The whole listing, exactly as given: write it out, leaving out each image.

= = = = = = =

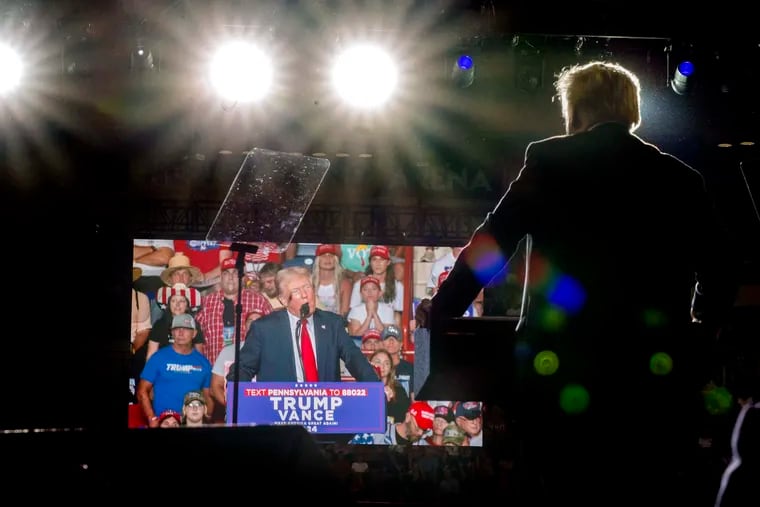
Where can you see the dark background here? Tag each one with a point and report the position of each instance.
(92, 158)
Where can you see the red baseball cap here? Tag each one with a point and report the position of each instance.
(423, 414)
(371, 334)
(328, 248)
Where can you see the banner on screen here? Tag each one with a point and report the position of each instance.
(324, 407)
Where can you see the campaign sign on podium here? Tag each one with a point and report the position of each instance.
(321, 407)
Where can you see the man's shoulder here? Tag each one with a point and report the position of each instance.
(329, 318)
(270, 319)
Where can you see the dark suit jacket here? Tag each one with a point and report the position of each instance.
(268, 354)
(620, 231)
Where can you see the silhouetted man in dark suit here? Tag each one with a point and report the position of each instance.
(621, 234)
(273, 352)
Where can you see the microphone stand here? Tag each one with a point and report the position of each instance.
(239, 267)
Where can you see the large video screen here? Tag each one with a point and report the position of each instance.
(188, 295)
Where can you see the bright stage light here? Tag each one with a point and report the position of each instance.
(241, 72)
(365, 76)
(11, 69)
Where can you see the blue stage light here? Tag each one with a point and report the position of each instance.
(463, 71)
(682, 78)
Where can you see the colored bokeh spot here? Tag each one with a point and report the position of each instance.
(574, 399)
(546, 362)
(552, 318)
(485, 258)
(718, 400)
(661, 363)
(567, 294)
(654, 318)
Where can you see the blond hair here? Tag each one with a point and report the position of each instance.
(599, 92)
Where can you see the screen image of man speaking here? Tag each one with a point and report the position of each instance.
(302, 343)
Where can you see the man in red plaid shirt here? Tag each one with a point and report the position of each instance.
(217, 315)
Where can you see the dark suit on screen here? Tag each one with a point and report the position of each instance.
(268, 355)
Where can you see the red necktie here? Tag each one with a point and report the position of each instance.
(307, 354)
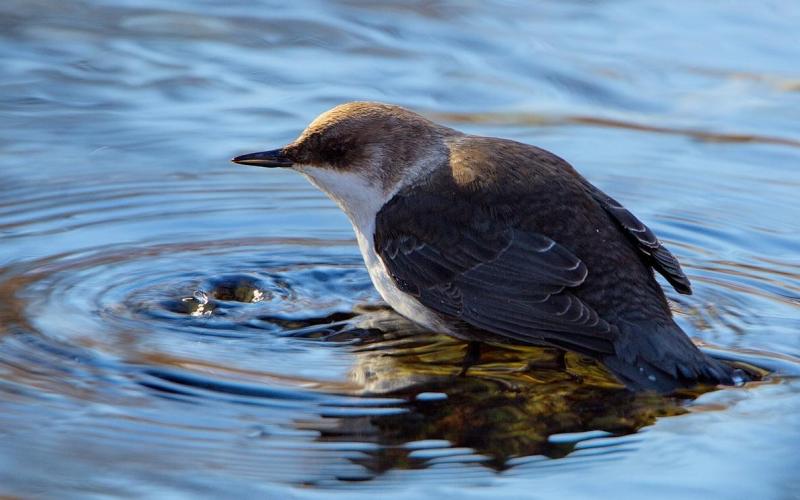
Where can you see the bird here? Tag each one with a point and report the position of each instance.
(490, 240)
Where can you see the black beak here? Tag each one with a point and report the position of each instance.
(269, 159)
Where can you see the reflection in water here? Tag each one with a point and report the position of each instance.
(508, 406)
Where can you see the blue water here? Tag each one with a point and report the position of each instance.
(175, 325)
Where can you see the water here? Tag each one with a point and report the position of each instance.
(172, 324)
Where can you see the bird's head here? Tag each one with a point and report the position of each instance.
(360, 150)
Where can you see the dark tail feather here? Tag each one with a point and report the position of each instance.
(654, 356)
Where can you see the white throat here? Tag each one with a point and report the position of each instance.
(361, 200)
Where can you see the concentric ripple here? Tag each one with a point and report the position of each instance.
(189, 346)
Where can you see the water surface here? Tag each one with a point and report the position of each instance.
(172, 324)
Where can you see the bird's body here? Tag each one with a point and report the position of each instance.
(493, 240)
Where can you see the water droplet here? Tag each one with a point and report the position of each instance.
(739, 377)
(201, 297)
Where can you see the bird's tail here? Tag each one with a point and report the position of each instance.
(660, 357)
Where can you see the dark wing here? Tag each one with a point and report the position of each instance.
(467, 265)
(654, 253)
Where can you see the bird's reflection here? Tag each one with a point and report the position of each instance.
(508, 405)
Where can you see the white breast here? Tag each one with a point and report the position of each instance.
(400, 301)
(361, 201)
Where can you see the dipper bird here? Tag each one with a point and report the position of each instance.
(493, 240)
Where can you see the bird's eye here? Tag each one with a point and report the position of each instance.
(336, 152)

= = = = = = =

Solution =
Where can you see the dark background here? Tag each one with a point and report the position of each instance.
(92, 158)
Where can you see the red baseball cap here? Tag each one with a point and report the position of each instance.
(423, 414)
(371, 334)
(328, 248)
Where can you see the banner on screen here? Tag each one with a point and report the position of each instance.
(324, 407)
Where can you see the campaign sign on podium here? Tag each one with a point and report the position of each instance.
(321, 407)
Where can you see the man's shoulder here? Tag each one with a point and report the position of each instance.
(329, 318)
(270, 319)
Where can you see the dark suit jacket here? Tag each one with a point and report the position of each instance.
(268, 354)
(620, 231)
Where can you see the silhouetted man in dark suit here? Tag each one with a point and report the position of each instance.
(621, 234)
(273, 352)
Where can you see the microphone stand here? Tag each one with a point and report the position of each instance.
(239, 267)
Where can you see the large video screen here? Tag each one with a point and report the position of each instance.
(188, 295)
Where can you see the bright stage light here? Tag each one with a point and report the position of each instance.
(241, 72)
(365, 76)
(11, 69)
Where can you see the blue stage light here? Tag each one with a point and report the position of each instance.
(463, 71)
(682, 78)
Where can you see the colored bokeh spot here? Tag each one with a point and report the position of each instance.
(574, 399)
(546, 362)
(552, 318)
(485, 258)
(718, 400)
(661, 363)
(567, 294)
(654, 318)
Where can you see the blond hair here? Tag each one with a point and report the position of each instance.
(599, 92)
Where can you see the screen image of man speaking here? Tag each one with a point and report the position of each instance.
(302, 343)
Where can you see the man in red plaid shirt here? Tag each one with a point and report the position of each instance.
(217, 315)
Where can you see the dark suit on screen here? Tag each one with a point and report the position of each instance.
(268, 355)
Where can you see the red necktie here? Tag each one with a point and report the position of each instance.
(307, 354)
Where can you see the bird here? Tag each one with a point and report the position of each instance.
(490, 240)
Where can you see the black beak here? Tag each one with a point and report the position of each instance.
(269, 159)
Where can you see the reflection in water here? Tag each one with a point and report the position of each instance.
(508, 406)
Where can you see the blue water here? Tag each one with a point and report the position of each instance.
(175, 325)
Where can you see the water here? Tag each one with a point and report the position of each instance.
(172, 324)
Where can you see the bird's head here? Tag each one with a point and report the position of each instance.
(360, 150)
Where can you see the dark tail feather here? Tag each one with a point and report the position of each instance.
(654, 356)
Where can you see the white throat here? Tag each one with a point and report the position of each instance.
(361, 200)
Where can you see the concentric ripple here? Tag each one with a point and report the position of each instance.
(189, 346)
Where can you see the water surface here? Tag each one with a point and report the position of each instance.
(172, 324)
Where can you see the bird's body here? Tag each one with a point and report the position of each instance.
(493, 240)
Where can you see the water droplet here? Tag each one with a point and report the position of each instance.
(739, 377)
(201, 297)
Where can you see the bird's tail here? Tag each one with a point and report the position of each instance.
(660, 357)
Where can you see the dark wing here? Tag each one with a point and report the position of each instance.
(467, 265)
(654, 253)
Where can you see the bird's reflection here? Tag each one with a point and report the position of each instance.
(508, 405)
Where can you see the white breast here? Tag each one with a point and report the position of each instance.
(400, 301)
(361, 201)
Where can you see the dipper bird here? Tag each one with a point and report the position of each instance.
(493, 240)
Where can you see the bird's eye here? Tag each one with a point and report the position of each instance.
(336, 152)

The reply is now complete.